Short exercise —
Word for word, print each line of the listing below; pictures stay out.

Record excerpts —
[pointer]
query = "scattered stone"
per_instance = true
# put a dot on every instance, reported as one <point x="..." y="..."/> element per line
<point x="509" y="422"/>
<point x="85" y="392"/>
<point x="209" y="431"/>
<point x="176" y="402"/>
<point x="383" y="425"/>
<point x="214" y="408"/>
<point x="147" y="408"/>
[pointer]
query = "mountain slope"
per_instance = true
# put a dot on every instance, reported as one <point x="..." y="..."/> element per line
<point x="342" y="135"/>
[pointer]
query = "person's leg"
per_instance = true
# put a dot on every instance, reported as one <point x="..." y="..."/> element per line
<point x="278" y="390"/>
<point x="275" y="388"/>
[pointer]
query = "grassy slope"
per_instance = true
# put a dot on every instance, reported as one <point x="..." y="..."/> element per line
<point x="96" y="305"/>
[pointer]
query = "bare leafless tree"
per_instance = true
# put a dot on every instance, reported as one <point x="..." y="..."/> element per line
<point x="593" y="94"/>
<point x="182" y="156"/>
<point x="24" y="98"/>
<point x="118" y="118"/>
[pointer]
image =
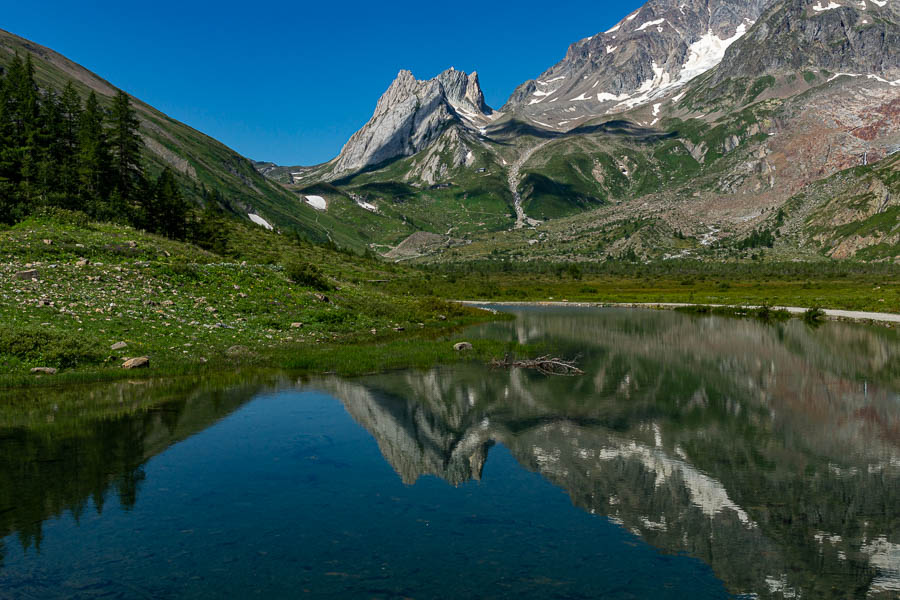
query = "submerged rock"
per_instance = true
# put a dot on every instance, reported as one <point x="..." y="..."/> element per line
<point x="142" y="362"/>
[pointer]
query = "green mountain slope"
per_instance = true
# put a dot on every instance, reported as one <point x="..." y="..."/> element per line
<point x="197" y="159"/>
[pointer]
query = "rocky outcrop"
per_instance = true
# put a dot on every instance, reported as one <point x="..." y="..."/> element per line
<point x="411" y="115"/>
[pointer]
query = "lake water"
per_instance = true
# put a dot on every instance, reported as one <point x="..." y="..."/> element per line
<point x="696" y="458"/>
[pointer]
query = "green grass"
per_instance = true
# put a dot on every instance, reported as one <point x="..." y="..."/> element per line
<point x="828" y="285"/>
<point x="187" y="309"/>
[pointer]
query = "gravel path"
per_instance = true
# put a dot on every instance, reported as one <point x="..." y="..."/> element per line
<point x="515" y="178"/>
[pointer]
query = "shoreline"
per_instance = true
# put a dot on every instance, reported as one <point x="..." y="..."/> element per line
<point x="830" y="313"/>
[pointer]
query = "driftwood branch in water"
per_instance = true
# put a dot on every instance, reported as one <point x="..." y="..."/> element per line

Expected output —
[pointer]
query = "scattered stone"
per_instance = true
# put a dot on every instance, reported as one <point x="..." y="..."/> element per line
<point x="509" y="422"/>
<point x="85" y="392"/>
<point x="209" y="431"/>
<point x="176" y="402"/>
<point x="383" y="425"/>
<point x="214" y="408"/>
<point x="147" y="408"/>
[pointer]
query = "mountain slope"
per_instance = true
# put a dot on every instance, reported as one <point x="..." y="..."/> element per line
<point x="342" y="135"/>
[pointer]
query = "person's leg"
per_instance = true
# put a dot on every instance, reported as one <point x="..." y="..."/> element per line
<point x="278" y="390"/>
<point x="275" y="388"/>
[pointer]
query = "grassy slope"
per_instance = true
# put a dot on every instance, reported as one <point x="..." y="..."/> element per line
<point x="96" y="305"/>
[pointer]
query = "bare leafless tree"
per_instance = true
# put a dot on every instance, reported as one <point x="..." y="..."/> element per line
<point x="593" y="94"/>
<point x="182" y="156"/>
<point x="24" y="98"/>
<point x="118" y="118"/>
[pointer]
image =
query = "submerged rock"
per_instance = true
# put a dot on every instance, reported as one <point x="..." y="..."/> element per line
<point x="142" y="362"/>
[pointer]
query = "green mountain slope"
per_instance = true
# put a dot on every instance, reported as one <point x="..." y="..."/> element per line
<point x="197" y="159"/>
[pointer]
query = "rocky outcrop"
per_instance = true
# put a dot on every instance, reported as one <point x="..." y="..."/> element per line
<point x="411" y="115"/>
[pointer]
query = "lake water"
per_instance = true
# put a dot on every instance, reported as one <point x="..." y="..."/> element per line
<point x="696" y="458"/>
[pointer]
query = "green grass"
per_instance = true
# put a dot on every instance, reported as one <point x="..." y="..."/> element per line
<point x="828" y="285"/>
<point x="187" y="309"/>
[pointer]
query = "gravel path"
per_instance = true
# put a dot on every instance, reported as one <point x="..." y="..."/> element per line
<point x="515" y="178"/>
[pointer]
query = "shoreline"
per_instance = true
# put a dot on every instance, reported as one <point x="..." y="..."/> element per line
<point x="830" y="313"/>
[pointer]
query = "driftwood branch in water"
per_instance = true
# put a dot on every instance, reported as one <point x="..." y="..."/> element per line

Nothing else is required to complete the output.